*** Opening of Data for processing ***

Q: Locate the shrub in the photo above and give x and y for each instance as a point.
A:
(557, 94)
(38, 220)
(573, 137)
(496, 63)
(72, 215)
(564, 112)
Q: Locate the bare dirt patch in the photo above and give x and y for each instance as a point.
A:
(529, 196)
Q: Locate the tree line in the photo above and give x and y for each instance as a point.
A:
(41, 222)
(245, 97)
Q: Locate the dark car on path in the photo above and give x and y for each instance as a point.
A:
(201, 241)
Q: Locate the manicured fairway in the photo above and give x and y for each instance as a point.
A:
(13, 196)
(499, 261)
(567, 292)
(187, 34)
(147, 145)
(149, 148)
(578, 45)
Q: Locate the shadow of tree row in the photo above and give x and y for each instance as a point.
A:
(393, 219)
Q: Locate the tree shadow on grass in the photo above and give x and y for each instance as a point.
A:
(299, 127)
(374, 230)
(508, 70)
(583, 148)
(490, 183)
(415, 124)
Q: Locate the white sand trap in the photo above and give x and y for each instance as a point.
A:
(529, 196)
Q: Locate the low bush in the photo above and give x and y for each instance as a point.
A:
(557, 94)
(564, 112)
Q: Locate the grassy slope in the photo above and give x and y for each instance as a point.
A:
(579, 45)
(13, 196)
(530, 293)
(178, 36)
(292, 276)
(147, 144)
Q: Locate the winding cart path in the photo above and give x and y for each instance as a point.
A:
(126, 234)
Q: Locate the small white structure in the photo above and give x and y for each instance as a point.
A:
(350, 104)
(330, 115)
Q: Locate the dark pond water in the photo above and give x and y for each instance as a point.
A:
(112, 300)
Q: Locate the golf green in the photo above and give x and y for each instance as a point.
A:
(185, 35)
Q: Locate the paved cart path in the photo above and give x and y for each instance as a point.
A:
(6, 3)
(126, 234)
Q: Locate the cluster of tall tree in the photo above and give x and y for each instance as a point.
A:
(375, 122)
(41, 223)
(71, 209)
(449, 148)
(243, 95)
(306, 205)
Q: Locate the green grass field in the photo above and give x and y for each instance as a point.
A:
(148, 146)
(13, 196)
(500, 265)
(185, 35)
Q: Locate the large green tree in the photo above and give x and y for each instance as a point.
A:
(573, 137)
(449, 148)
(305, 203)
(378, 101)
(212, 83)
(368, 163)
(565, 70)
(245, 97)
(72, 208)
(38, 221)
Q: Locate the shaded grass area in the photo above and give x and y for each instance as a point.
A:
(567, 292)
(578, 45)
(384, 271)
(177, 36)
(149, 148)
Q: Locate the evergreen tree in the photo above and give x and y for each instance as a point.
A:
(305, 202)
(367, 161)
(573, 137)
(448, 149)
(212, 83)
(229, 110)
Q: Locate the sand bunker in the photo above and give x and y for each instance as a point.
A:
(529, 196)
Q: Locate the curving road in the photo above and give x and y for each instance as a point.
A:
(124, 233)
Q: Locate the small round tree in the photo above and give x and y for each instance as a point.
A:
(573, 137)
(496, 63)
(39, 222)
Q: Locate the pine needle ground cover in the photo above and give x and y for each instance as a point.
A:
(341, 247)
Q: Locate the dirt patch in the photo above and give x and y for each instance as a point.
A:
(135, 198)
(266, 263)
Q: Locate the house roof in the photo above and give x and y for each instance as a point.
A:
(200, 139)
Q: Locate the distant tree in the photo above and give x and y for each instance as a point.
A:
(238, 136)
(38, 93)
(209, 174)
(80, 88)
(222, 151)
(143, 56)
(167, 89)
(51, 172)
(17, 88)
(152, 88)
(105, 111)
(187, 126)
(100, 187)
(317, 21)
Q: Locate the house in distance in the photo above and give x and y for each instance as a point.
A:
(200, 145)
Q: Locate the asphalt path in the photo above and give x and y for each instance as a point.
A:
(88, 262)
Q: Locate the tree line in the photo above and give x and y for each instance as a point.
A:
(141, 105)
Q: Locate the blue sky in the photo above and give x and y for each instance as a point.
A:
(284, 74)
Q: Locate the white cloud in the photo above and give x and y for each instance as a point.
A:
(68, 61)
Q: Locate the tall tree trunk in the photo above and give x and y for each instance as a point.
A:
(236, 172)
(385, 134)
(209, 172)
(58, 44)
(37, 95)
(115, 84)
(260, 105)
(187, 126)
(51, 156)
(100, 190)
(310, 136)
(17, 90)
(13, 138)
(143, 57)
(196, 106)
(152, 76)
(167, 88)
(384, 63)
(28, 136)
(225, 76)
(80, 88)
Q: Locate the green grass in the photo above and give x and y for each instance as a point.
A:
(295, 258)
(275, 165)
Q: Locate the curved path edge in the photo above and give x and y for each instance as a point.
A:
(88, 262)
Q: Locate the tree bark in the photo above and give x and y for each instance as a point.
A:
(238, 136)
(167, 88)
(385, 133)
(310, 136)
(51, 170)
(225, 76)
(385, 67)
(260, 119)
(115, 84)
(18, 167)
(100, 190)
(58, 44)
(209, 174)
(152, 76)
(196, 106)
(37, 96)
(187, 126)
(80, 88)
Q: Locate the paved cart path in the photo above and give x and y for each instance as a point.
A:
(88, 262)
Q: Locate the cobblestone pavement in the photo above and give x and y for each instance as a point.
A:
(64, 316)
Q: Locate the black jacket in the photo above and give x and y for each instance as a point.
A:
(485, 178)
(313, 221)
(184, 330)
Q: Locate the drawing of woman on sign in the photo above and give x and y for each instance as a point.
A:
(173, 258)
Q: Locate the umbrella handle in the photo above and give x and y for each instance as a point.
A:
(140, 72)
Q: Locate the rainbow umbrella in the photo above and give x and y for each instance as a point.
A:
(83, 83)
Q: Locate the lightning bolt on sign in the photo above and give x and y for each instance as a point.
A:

*** Close of Data for processing ***

(Task requirements)
Could you restate word for word the lines above from the one containing "Q: Locate the pine" through the one containing "Q: Locate the tall", both included, and nothing else?

(Exercise output)
Q: Locate the pine needle ground cover in the photo above and give x and y for each instance as a point.
A:
(341, 247)
Q: Locate the dirt patch in the photo above and give x and y for each instance as a point.
A:
(135, 198)
(266, 263)
Q: Locate the house roof in the photo above and give x and y for each instance as a point.
A:
(200, 139)
Q: Locate the distant tree in the photo above and give x and y for each instance as a point.
A:
(238, 136)
(38, 93)
(209, 174)
(80, 88)
(222, 151)
(143, 56)
(167, 89)
(51, 172)
(17, 88)
(152, 88)
(105, 111)
(187, 126)
(100, 187)
(317, 21)
Q: Locate the house in distance in the photo above and give x and y for each instance as a point.
A:
(200, 145)
Q: Locate the asphalt path in the photo above and give x and y for each instance as a point.
A:
(88, 262)
Q: Locate the tree line in the photo above and give x and y for each instance as a point.
A:
(141, 105)
Q: Locate the blue sky in the photo above and give x and y for each instance as a point.
A:
(284, 74)
Q: Locate the white cloud in the photo above and give x and y for each instance as a point.
A:
(68, 61)
Q: Locate the tall tree trunk in the photo above and give x and y for each instance as a point.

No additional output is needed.